### やること
抜粋文では、商品「日本酒」の需要者は誰だとされているか。

### 抜粋文
===============

商品「日本酒」につき商標法51条1項にいう「品質」は特定の杜氏が関与して製造されたことをも含むものの,本件使用商標1及び2からは原告の観念が生じないため,本件使用商標1及び2を付した日本酒は原告が杜氏として製造したものであるとの誤認を生じさせるものとは認められない。

 

【コメント】

1.商標法51条1項は,商標権者が故意に出所の混同又は品質の誤認を生ずる登録商標と類似する商標の使用をした場合に当該商標登録を取り消す旨を規定するところ,かかる出所の混同の前提として,裁判例(知財高判平成22年1月13日判時2095号120頁,知財高判平成21年12月10日判時2089号134頁等)及び学説(田村善之「商標法〔第2版〕」397頁,工藤莞司「商標法の解説と裁判例」336頁等)上,その相手方の業務に係る商標の周知著名性の有無・程度が重視される。この点,判決要旨1は, 原告(取消審判請求人)により特定・主張された引用商標の周知性をその商品(日本酒)の需要者である一般消費者との関係で否定したものである。

 

2.上記出所の混同の前提として,裁判例(知財高判平成24年12月26日判時2191号126頁,知財高判平成21年12月10日判時2089号134頁,知財高判平成21年2月24日判時2043号127頁等)上,その相手方の業務に係る商標と商標権者使用商標との類似性が必要とされる。この点,判決要旨2は,原告(取消審判請求人)により特定・主張された引用商標と被告(商標権者)により使用された本件使用商標1及び2との類似性を否定したものである。

 

3.判決要旨3は,判決要旨1及び2により,上記出所の混同の前提を欠くと判断したものである。

 

4.判決要旨4は,本件使用商標1及び2それ自体は,原告の観念を生じないため,日本酒に原告が杜氏として製造したものとの品質の誤認を生じさせないと認定判断したものである。もっとも,本判決は,さらに,被告の日本酒の瓶に貼付されたラベルの左側における「杜氏 農口尚彦」の表示に接した需要者は,原告が杜氏として酒造りをした日本酒であると認識する旨を判示しており,かかる判示によれば,原告が杜氏として酒造りをしていない被告の日本酒の瓶に貼付されたラベルの左側に「杜氏 農口尚彦」の表示が行われる場合には,不正競争防止法2条1項20号所定の品質誤認惹起行為への該当性が問題になり得るものと考えられる。

 

【判決の抜粋】

1.引用商標の周知性について

(1)「商品『日本酒』は,嗜好品であり,その需要者は,一般消費者であるから,引用商標が周知であるというためには,需要者である一般消費者の間で,引用商標が原告の業務に係る「日本酒」を表示するものとして広く認識されている必要がある。」

===============

### 提供情報
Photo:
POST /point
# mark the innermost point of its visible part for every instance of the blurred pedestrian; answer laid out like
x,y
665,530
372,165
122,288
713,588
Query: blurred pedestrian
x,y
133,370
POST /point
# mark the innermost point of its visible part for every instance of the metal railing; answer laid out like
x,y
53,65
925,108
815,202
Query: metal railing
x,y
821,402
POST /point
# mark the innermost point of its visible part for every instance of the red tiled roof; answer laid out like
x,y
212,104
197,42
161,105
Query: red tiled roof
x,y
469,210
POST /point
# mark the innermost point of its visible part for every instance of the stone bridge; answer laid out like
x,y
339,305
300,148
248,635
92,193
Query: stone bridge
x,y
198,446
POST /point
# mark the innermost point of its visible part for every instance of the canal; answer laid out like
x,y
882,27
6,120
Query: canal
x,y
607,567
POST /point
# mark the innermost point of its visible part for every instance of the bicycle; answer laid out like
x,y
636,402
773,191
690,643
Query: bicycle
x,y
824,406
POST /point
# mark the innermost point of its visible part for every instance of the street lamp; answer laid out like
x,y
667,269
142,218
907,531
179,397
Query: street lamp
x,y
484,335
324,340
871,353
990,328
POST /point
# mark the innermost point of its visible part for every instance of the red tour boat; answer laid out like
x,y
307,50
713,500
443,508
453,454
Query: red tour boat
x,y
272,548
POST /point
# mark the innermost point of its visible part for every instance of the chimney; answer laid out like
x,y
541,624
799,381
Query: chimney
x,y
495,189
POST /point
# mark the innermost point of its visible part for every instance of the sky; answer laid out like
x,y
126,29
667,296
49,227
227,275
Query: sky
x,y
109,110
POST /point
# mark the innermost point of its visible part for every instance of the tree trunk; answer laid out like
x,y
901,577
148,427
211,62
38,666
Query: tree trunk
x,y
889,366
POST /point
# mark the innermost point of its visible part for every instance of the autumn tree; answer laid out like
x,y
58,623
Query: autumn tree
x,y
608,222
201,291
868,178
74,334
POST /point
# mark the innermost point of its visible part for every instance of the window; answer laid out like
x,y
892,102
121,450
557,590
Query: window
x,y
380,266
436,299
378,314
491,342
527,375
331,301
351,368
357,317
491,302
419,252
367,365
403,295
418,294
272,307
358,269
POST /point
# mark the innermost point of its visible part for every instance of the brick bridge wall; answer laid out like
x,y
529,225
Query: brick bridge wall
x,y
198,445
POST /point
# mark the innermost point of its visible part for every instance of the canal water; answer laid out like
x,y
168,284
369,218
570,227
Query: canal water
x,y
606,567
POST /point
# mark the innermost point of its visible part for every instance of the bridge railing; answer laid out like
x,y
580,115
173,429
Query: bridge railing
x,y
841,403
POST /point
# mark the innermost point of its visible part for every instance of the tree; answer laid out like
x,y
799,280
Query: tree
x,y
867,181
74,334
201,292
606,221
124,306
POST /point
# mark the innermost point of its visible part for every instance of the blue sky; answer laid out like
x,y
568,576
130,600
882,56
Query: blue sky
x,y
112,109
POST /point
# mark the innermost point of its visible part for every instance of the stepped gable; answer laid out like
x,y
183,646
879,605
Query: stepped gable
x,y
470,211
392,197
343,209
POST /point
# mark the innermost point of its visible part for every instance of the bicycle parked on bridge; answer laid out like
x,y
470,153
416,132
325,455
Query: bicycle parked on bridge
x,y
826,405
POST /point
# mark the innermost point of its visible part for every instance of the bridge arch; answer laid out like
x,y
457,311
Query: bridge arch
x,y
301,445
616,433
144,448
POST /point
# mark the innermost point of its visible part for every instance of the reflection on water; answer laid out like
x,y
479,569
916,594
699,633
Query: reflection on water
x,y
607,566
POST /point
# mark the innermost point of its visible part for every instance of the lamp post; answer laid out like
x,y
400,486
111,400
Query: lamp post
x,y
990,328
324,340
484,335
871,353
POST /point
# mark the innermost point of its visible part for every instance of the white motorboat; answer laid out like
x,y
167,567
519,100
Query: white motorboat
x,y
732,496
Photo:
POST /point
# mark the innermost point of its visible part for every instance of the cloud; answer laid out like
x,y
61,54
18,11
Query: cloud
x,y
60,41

===============

### 回答
一般消費者である。